→ Supplied passage:
==*==

The output also shows the scales for nondimensionalization and the PETSc options selected by PyLith.
This simulation did not use a fault, so PyLith used the LU preconditioner.
At the end of the output written to the terminal, we see that the solver advanced the solution one time step (static simulation).
The linear solve converged after 1 iterations and the norm of the residual met the relative convergence tolerance (`ksp_rtol`) .
The nonlinear solve converged in 1 iteration, which we expect because this is a linear problem, and the residual met the absolute convergence tolerance (`snes_atol`).
### Visualizing the results
The `output` directory contains the simulation output.
Each "observer" writes its own set of files, so the solution over the domain is in one set of files, the boundary condition information is in another set of files, and the material information is in yet another set of files.

==*==

→ Raw records:

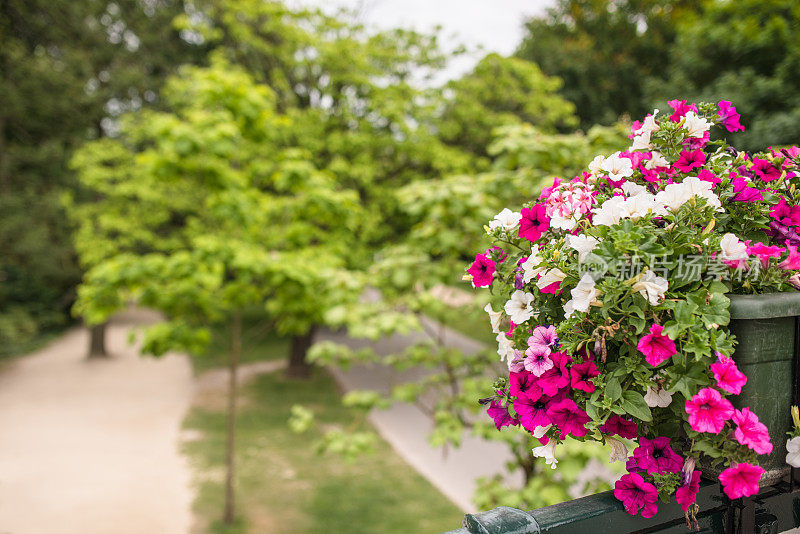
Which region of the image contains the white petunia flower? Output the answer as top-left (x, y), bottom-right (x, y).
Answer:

==*==

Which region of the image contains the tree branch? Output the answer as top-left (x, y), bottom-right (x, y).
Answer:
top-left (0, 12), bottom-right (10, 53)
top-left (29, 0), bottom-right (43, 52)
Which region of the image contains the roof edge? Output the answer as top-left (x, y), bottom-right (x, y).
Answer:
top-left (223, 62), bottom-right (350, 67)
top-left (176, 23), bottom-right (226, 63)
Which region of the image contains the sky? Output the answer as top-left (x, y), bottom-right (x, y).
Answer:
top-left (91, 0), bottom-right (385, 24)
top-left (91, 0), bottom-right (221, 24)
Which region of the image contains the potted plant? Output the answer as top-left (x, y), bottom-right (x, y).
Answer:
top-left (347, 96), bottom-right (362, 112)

==*==

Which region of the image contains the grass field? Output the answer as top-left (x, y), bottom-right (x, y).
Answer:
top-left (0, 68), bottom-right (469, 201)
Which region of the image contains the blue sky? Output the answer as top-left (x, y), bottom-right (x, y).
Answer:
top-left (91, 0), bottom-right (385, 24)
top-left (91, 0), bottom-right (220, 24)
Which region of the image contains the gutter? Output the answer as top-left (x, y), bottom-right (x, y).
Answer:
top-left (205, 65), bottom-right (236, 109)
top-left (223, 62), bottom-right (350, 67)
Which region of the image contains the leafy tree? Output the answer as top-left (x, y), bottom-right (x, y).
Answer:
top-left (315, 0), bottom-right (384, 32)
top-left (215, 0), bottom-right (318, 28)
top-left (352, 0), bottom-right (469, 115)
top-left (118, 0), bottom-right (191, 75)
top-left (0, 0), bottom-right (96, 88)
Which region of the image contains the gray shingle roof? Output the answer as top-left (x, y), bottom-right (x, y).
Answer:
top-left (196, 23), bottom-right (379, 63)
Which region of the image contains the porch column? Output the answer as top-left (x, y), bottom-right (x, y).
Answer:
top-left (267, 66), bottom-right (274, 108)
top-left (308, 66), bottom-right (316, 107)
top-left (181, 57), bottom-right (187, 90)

==*==

→ What you will do:
[1] For each statement, say yes or no according to the PyLith output passage, and quote the deciding words. (a) The simulation used the LU preconditioner because it had no fault. (b) The nonlinear solve needed several iterations to converge. (c) All observers write their output to one shared set of files.
[2] Reproduce word for word the part of the PyLith output passage between "The output also" and "the LU preconditioner.", inclusive.
The rows have nothing to do with the text.

→ Task answers:
[1]
(a) Yes: "This simulation did not use a fault, so PyLith used the LU preconditioner."
(b) No: "The nonlinear solve converged in 1 iteration"
(c) No: "Each "observer" writes its own set of files"

[2]
The output also shows the scales for nondimensionalization and the PETSc options selected by PyLith.
This simulation did not use a fault, so PyLith used the LU preconditioner.